In article <608.25d144b3@tacvax.mdcbbs.com> krueger@tacvax.mdcbbs.com writes:
>Does anyone out there have any experience (good or bad) with the EPOCH-1
>product???  We have approximately 50gb of diskspace on SUN/ULTRIX/HP/APOLLO
>workstations.  

The Epoch-1 is a good product if you have a lot of disk space that you
expect to access only occasionally (system source code, for example).
In its spare time, it migrates files from the magnetic disk to WORM
(or, now, erasable optical) drives and doctors the inode so that the
data can be found when needed.  This gives a substantial reserve of
space on the magnetic disk that can be freed quickly when there is a
shortfall; if even more space is needed, magnetic files are `staged' to
WORM in real time.  All the software seems to work well; the system is
generally transparent (typically used as an NFS server), although
someone who does not know what is going on behind the scenes can make a
mess of things.

> _GIVEN DATA_:

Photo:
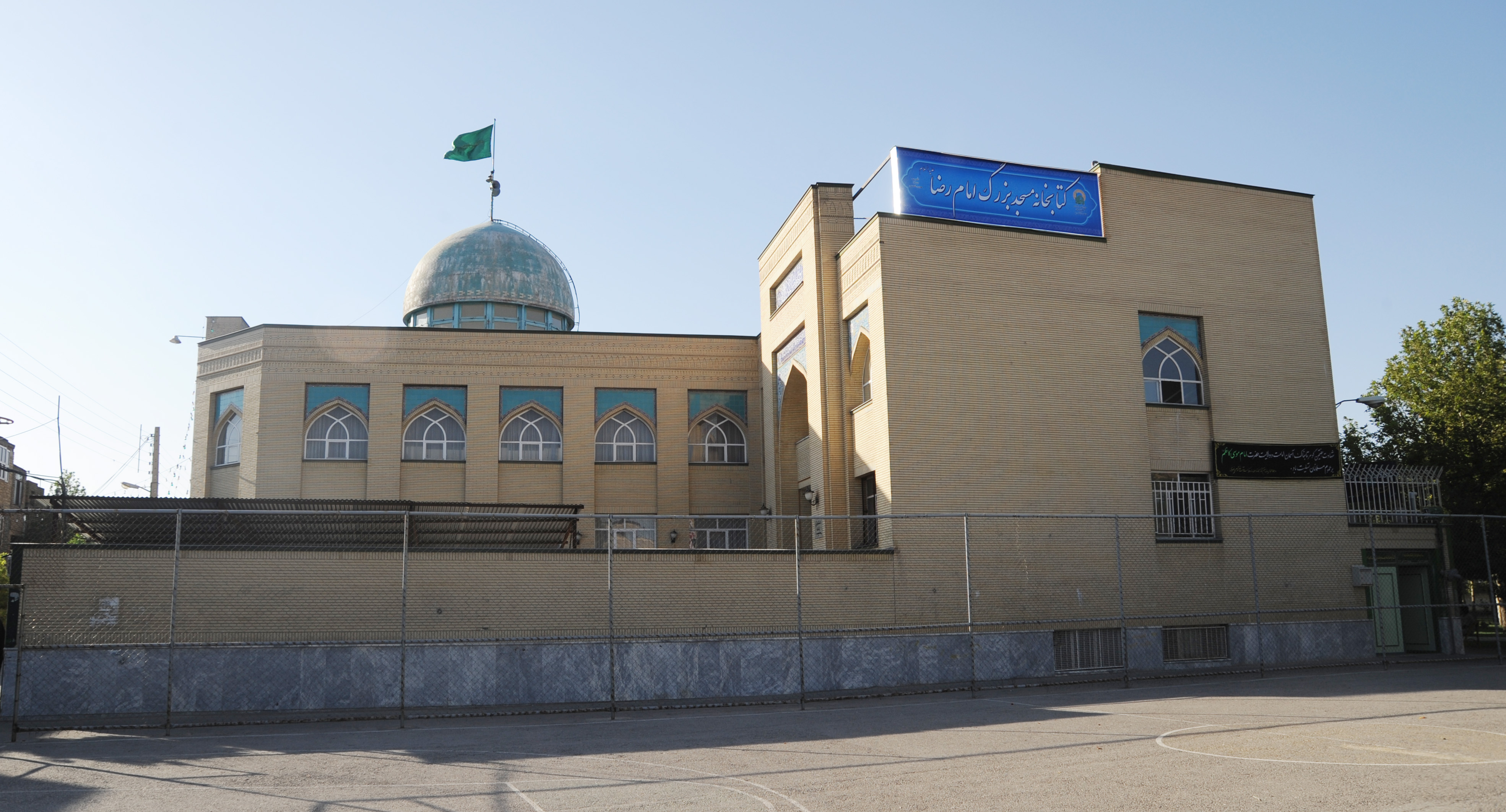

> _GIVEN REQUEST 1_: According to the Epoch-1 post, how is the system typically used?
> _GIVEN REQUEST 2_: Write a continuation of the Epoch-1 post that picks up after its last sentence.
The data after the Epoch-1 post is separate material.

> _EXPECTED OUTPUT 1_: It is typically used as an NFS server.

> _EXPECTED OUTPUT 2_:
Our problems come in because we have just one WORM drive, when there is
a demand for data from more than one WORM cartridge; the system goes
into an inevitable swap-'til-you-drop dance in the WORM jukebox and the
poor processes trying to access those files wait for the dance to
complete.  We had one case where errant shell scripts on multiple NFS
clients attempted to uncompress a huge file from the WORM, and the poor
Epoch kept trying to write files out to another WORM cartridge to make
room for the result... if you anticipate accessing files from optical
disk frequently, you should consider getting additional optical
drives.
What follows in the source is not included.